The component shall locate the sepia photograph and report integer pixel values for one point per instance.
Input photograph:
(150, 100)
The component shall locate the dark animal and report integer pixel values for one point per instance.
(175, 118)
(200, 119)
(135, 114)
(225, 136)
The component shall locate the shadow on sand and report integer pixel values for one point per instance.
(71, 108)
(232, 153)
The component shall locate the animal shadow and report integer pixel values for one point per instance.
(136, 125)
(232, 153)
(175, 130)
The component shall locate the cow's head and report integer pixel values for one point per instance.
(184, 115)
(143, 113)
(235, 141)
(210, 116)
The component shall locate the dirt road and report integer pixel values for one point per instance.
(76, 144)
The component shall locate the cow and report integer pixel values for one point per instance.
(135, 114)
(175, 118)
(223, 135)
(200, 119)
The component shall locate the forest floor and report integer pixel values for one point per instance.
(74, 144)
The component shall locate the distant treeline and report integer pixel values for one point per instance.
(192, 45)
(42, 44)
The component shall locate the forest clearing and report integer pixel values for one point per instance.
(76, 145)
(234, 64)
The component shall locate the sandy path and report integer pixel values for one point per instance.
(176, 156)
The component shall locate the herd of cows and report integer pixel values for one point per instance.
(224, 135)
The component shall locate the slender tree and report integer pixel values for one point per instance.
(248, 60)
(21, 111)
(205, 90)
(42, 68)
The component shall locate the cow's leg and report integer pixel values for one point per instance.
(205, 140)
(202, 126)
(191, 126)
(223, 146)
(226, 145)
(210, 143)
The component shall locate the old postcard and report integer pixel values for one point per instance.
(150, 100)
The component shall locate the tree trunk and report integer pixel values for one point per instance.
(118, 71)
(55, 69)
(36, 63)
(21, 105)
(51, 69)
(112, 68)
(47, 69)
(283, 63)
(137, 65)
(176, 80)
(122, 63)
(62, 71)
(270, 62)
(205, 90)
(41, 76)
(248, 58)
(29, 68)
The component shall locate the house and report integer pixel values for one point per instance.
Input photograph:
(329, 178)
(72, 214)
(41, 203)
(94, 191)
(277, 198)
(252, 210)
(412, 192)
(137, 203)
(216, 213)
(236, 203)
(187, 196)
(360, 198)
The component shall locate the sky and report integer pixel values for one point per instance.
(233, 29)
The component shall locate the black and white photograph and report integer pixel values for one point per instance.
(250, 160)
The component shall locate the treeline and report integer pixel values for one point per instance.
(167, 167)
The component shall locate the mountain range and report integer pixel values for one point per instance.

================================

Switch every "component" in the records above to "system", and leave everything else unchanged.

# CORRECT ANSWER:
The system shall locate the sepia photograph and report integer pixel values for one point per instance.
Input photograph:
(150, 100)
The system shall locate the dark animal and report integer pixel values for one point per instance.
(175, 118)
(200, 119)
(135, 114)
(225, 136)
The system shall locate the shadow on sand and report integer pixel values for one point per instance.
(71, 108)
(232, 153)
The system shall locate the animal shadow and report integer pixel values for one point per instance.
(136, 125)
(232, 153)
(175, 130)
The system shall locate the cow's head and report integer pixel values for one point per instance.
(184, 115)
(143, 113)
(235, 141)
(210, 116)
The system shall locate the dirt road and report integer pixel values for one point per instance.
(76, 144)
The system shall locate the cow and report integer pixel values for one point per instance.
(135, 114)
(175, 118)
(223, 135)
(200, 119)
The system shall locate the forest floor and report integer pixel values for one point per instance.
(74, 144)
The system shall locate the distant treeline and report integer pixel values for one point per instance.
(192, 45)
(42, 44)
The system shall locate the forest clearing and report integer pixel values for one point per instance.
(76, 145)
(234, 64)
The system shall locate the sandy path and report integer pixel values for one point per instance.
(176, 156)
The system shall locate the herd of cows and report integer pixel values for one point per instance.
(224, 135)
The system shall locate the slender tree and report integer pixel values for one point per instance.
(248, 60)
(21, 111)
(205, 90)
(42, 68)
The system shall locate the cow's leg and report integer pixel values for one point per instance.
(205, 140)
(202, 126)
(191, 126)
(223, 146)
(226, 145)
(210, 143)
The system shall locate the old postcard and report integer pixel values for one point per instance.
(150, 100)
The system shall locate the tree trunk and report integer pixel values for one point per instance.
(118, 71)
(55, 69)
(36, 63)
(21, 105)
(51, 69)
(112, 68)
(47, 69)
(283, 63)
(137, 65)
(176, 80)
(122, 63)
(62, 71)
(270, 62)
(205, 90)
(41, 76)
(248, 58)
(29, 68)
The system shall locate the house and report integer pixel values for one point per instance.
Input photograph:
(329, 178)
(72, 214)
(41, 203)
(94, 191)
(277, 198)
(252, 210)
(412, 192)
(137, 203)
(216, 213)
(236, 203)
(187, 196)
(360, 198)
The system shall locate the sky and report integer pixel values for one point per instance.
(233, 29)
The system shall locate the black and white photograph and report integer pixel values for one point per instance.
(250, 160)
The system shall locate the treeline and report integer pixel values for one point per instance.
(167, 167)
The system shall locate the mountain range and report integer pixel values for one point per instance.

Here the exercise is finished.